If a picture appears among the records, leave it out and set down everything else exactly as it stands.

####################

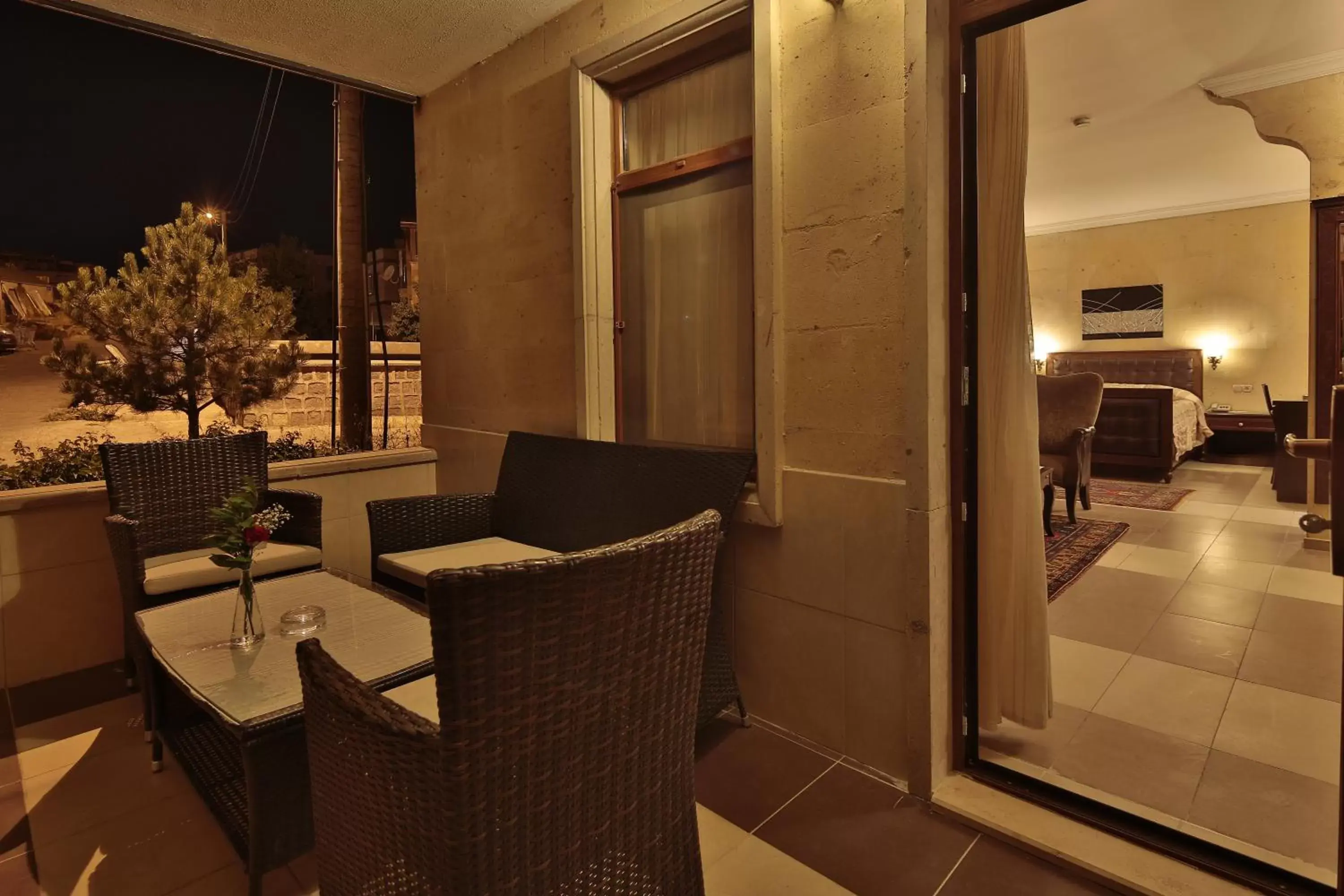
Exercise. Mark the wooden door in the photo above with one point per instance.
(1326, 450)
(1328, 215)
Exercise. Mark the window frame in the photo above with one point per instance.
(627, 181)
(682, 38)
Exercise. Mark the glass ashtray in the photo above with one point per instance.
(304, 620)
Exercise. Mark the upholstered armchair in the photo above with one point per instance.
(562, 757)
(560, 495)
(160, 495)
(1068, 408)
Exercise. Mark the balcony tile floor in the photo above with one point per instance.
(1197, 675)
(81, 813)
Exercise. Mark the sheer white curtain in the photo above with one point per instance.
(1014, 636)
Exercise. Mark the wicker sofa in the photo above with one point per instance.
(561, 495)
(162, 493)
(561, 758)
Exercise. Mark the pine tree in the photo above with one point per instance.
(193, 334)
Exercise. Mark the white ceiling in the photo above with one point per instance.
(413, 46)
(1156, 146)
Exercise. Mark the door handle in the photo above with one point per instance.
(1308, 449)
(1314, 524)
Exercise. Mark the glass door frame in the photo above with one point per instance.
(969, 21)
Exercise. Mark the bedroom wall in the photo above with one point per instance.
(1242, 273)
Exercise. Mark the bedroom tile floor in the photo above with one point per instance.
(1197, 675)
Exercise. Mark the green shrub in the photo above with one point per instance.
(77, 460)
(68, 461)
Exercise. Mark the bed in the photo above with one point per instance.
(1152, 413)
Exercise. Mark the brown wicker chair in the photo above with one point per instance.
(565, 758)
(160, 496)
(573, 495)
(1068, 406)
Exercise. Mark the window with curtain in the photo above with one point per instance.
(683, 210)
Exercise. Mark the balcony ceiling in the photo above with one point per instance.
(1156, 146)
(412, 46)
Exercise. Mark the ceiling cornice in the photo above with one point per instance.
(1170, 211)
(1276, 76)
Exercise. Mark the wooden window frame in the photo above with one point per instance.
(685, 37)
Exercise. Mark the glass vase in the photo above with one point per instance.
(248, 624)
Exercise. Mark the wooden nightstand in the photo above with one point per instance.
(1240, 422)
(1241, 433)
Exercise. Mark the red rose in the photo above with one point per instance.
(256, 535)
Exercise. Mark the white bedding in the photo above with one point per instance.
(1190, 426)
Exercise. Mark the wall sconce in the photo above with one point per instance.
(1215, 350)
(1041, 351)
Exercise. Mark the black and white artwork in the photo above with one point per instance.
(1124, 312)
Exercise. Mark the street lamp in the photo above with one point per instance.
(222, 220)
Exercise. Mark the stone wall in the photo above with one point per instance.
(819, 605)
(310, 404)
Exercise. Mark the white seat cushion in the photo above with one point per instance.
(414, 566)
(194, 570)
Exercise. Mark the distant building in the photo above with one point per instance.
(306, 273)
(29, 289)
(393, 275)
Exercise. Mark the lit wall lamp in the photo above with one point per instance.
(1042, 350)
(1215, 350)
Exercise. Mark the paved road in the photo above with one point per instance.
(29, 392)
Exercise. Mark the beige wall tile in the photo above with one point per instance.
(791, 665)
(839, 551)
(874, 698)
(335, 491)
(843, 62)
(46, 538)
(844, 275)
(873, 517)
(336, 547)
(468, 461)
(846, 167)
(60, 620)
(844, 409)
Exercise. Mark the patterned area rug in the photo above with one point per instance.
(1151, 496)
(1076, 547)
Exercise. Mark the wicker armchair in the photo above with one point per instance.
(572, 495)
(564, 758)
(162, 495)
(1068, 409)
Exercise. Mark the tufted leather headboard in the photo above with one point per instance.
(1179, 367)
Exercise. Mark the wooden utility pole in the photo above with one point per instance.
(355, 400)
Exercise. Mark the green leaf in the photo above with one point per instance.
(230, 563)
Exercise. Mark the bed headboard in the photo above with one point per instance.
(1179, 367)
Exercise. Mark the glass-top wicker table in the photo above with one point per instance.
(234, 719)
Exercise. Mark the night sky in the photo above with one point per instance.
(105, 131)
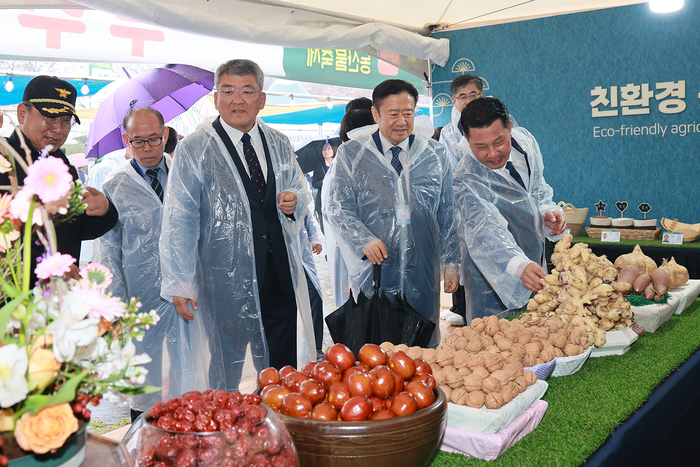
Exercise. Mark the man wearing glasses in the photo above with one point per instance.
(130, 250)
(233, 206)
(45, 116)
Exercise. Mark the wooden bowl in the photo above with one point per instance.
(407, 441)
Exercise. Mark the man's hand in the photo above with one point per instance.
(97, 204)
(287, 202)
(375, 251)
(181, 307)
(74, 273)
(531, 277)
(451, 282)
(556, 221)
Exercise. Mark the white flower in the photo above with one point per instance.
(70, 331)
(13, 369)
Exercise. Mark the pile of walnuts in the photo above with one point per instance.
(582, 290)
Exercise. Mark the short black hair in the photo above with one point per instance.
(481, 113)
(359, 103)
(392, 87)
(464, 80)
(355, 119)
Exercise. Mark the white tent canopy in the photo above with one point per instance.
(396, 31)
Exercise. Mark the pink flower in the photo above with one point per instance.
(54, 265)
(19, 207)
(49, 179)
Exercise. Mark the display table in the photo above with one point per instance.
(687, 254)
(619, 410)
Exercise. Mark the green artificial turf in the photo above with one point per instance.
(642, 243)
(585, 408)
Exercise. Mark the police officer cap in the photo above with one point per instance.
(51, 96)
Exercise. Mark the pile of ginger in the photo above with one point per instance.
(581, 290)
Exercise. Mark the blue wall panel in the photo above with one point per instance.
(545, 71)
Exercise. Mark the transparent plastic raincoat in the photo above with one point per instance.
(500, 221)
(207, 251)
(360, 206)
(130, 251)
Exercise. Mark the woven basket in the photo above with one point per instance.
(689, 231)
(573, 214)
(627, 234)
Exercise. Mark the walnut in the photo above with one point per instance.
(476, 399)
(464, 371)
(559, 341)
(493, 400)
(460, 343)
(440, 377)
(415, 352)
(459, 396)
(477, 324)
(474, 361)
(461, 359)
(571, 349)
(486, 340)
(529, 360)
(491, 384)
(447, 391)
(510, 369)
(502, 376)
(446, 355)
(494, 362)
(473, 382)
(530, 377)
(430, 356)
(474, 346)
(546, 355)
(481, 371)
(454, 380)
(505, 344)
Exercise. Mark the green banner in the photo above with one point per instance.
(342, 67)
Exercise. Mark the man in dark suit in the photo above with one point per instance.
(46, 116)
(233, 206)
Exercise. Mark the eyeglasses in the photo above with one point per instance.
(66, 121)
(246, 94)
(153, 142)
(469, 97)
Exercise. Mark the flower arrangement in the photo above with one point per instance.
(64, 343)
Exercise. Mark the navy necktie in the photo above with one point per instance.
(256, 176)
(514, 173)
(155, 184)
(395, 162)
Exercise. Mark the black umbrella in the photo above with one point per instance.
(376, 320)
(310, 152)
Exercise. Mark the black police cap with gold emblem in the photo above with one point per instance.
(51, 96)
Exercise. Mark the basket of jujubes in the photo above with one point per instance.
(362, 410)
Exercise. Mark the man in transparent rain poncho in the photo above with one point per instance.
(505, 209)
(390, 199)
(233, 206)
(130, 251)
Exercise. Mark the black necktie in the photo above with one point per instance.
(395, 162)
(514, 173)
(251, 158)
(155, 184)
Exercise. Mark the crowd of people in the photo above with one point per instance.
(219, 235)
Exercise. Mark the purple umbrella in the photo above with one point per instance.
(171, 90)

####################

▶ _Solution to this task_:
Exercise. Mark the wooden door in the photo above with one point per instance.
(1326, 450)
(1328, 215)
Exercise. Mark the window frame in the photo above with one point per instance.
(627, 181)
(682, 38)
Exercise. Mark the glass ashtray in the photo above with one point per instance.
(304, 620)
Exercise. Mark the upholstered armchair in the photo above with one point per instance.
(562, 757)
(560, 495)
(160, 495)
(1068, 408)
Exercise. Mark the balcony tile floor in the photo above with one point per instance.
(1197, 675)
(81, 813)
Exercise. Mark the sheer white curtain in the photo above with one point per instance.
(1014, 636)
Exercise. Mark the wicker sofa in the photo above with one point per instance.
(561, 495)
(162, 493)
(561, 758)
Exercise. Mark the pine tree in the photo above with one point per instance.
(193, 334)
Exercise. Mark the white ceiling in the photo above with one point per instance.
(413, 46)
(1156, 146)
Exercise. Mark the door handle in the photo above with one point per instance.
(1308, 449)
(1314, 524)
Exercise. Mark the glass door frame in the photo above with one point per instance.
(969, 21)
Exercise. Mark the bedroom wall in the photo above with one point per instance.
(1242, 273)
Exercise. Mark the bedroom tile floor in the photo above with one point per instance.
(1197, 675)
Exercise. Mark the green shrub in the photo above with one point per instance.
(77, 460)
(68, 461)
Exercise. Mark the bed in the photo above with one point per instance.
(1152, 413)
Exercise. Mark the brown wicker chair in the photo above with one point per instance.
(565, 758)
(160, 496)
(573, 495)
(1068, 406)
Exercise. Mark the window with curtain in the photo above with one point per instance.
(683, 210)
Exercise. Mark the balcony ceiling in the photo above with one point per instance.
(1156, 146)
(412, 46)
Exercise. Mark the ceiling cornice in the photo above with one point per instance.
(1170, 211)
(1276, 76)
Exercise. Mark the wooden window frame in the photo above with one point per instance.
(685, 37)
Exercise. Mark the glass vase in the photo above with one point per instance.
(248, 624)
Exercise. Mark the wooden nightstand in the photo above with one point per instance.
(1240, 422)
(1241, 433)
Exercise. Mark the red rose in the photo above with one point per instance.
(256, 535)
Exercise. Mark the white bedding in the photo above with one point per instance.
(1190, 426)
Exercise. Mark the wall sconce in the photo above with one point per instance.
(1215, 350)
(1041, 351)
Exercise. Mark the black and white artwork in the photo above with one point per instance.
(1124, 312)
Exercise. Mark the street lamp in the photo above with one point per instance.
(222, 220)
Exercise. Mark the stone wall in the photo above with one point per instance.
(819, 605)
(310, 404)
Exercise. Mark the white seat cushion in the photo above with one point per instance.
(414, 566)
(194, 570)
Exercise. Mark the distant building in the photo above with one point per instance.
(306, 273)
(29, 289)
(393, 275)
Exercise. Mark the lit wall lamp in the photo above with one point per instance.
(1042, 350)
(1215, 350)
Exercise. Mark the paved road in the photo above with one point per instance.
(29, 392)
Exercise. Mark the beige wall tile in the photo above with one point per instance.
(791, 665)
(839, 551)
(874, 698)
(335, 491)
(843, 62)
(46, 538)
(844, 275)
(873, 517)
(336, 547)
(468, 461)
(846, 167)
(60, 620)
(844, 409)
Exercise. Mark the patterned area rug in the photo above with one point per instance.
(1151, 496)
(1076, 547)
Exercise. Mark the wicker armchair in the photo above with one point per instance.
(572, 495)
(564, 758)
(162, 495)
(1068, 409)
Exercise. Mark the tufted leather headboard in the photo above with one point per instance.
(1179, 367)
Exercise. Mark the wooden utility pole in the photo above with one point per instance.
(355, 400)
Exercise. Mark the green leaf in the photo above with one point per instance.
(230, 563)
Exercise. Mark the bed headboard in the photo above with one point per instance.
(1179, 367)
Exercise. Mark the glass-top wicker table in the photo above with one point per instance.
(234, 719)
Exercise. Mark the night sky in the photo above with one point per instance.
(105, 131)
Exercise. Mark the man wearing glasses in the photo above with one point per instance.
(130, 250)
(233, 206)
(45, 116)
Exercise. Mark the wooden bowl in the photo above with one point per instance.
(407, 441)
Exercise. Mark the man's hand in the photo above with one point per instance.
(97, 204)
(287, 202)
(375, 251)
(181, 307)
(74, 273)
(531, 277)
(451, 282)
(556, 221)
Exercise. Mark the white flower in the photo above with one point per instance.
(70, 331)
(13, 369)
Exercise. Mark the pile of walnuts in the photo above with one point per instance.
(582, 290)
Exercise. Mark the short black hair in the photo above with one point per instance.
(481, 113)
(359, 103)
(392, 87)
(464, 80)
(355, 119)
Exercise. Mark the white tent canopy in the photo above with one point per instance.
(396, 31)
Exercise. Mark the pink flower in the photo above with one point per instance.
(54, 265)
(19, 207)
(49, 179)
Exercise. Mark the display table in the photo above with one point per instance.
(687, 254)
(619, 410)
Exercise. Mark the green artificial turf in the photo above with one point per instance.
(642, 243)
(585, 408)
Exercise. Mark the police officer cap in the photo above with one point per instance.
(51, 96)
Exercise. Mark the pile of ginger in the photo above with one point per instance.
(581, 290)
Exercise. Mark the blue wall panel in the photo above with one point per instance.
(545, 71)
Exercise. Mark the transparent plastic raincoat in the photo above with one point per instance.
(500, 221)
(207, 251)
(360, 206)
(130, 251)
Exercise. Mark the woven basket in the photo above with one point per instance.
(689, 231)
(573, 214)
(627, 234)
Exercise. Mark the walnut in the photo above with one point per instance.
(476, 399)
(464, 371)
(559, 341)
(493, 400)
(460, 343)
(440, 377)
(415, 352)
(459, 396)
(477, 324)
(474, 361)
(461, 359)
(571, 349)
(486, 340)
(529, 360)
(491, 384)
(447, 391)
(510, 369)
(502, 376)
(446, 355)
(494, 362)
(473, 382)
(530, 377)
(430, 356)
(474, 346)
(546, 355)
(481, 371)
(454, 380)
(505, 344)
Exercise. Mark the green banner in the photo above with one point per instance.
(342, 67)
Exercise. Mark the man in dark suit in the photo above with one point per instance.
(46, 116)
(233, 206)
Exercise. Mark the eyeglasses in the photo above with one point per instance.
(66, 121)
(246, 94)
(153, 142)
(469, 97)
Exercise. Mark the flower arrangement in the photo above with one point per instance.
(64, 343)
Exercise. Mark the navy necktie in the photo above with one point per instance.
(256, 176)
(514, 173)
(155, 184)
(395, 162)
Exercise. Mark the black umbrella in the photo above with one point per instance.
(376, 320)
(310, 152)
Exercise. Mark the black police cap with gold emblem in the photo above with one point per instance.
(51, 96)
Exercise. Mark the basket of jujubes in the photo above with one point per instance.
(362, 410)
Exercise. Mark the man in transparent rain poncho in the photo above with one point per instance.
(505, 209)
(390, 199)
(233, 206)
(130, 251)
Exercise. Mark the black necktie in the photo above with one point per instance.
(395, 162)
(514, 173)
(251, 158)
(155, 184)
Exercise. Mark the crowd of people in the photo above with one point per instance.
(219, 235)
Exercise. Mark the purple umbrella in the photo above with one point per instance.
(171, 90)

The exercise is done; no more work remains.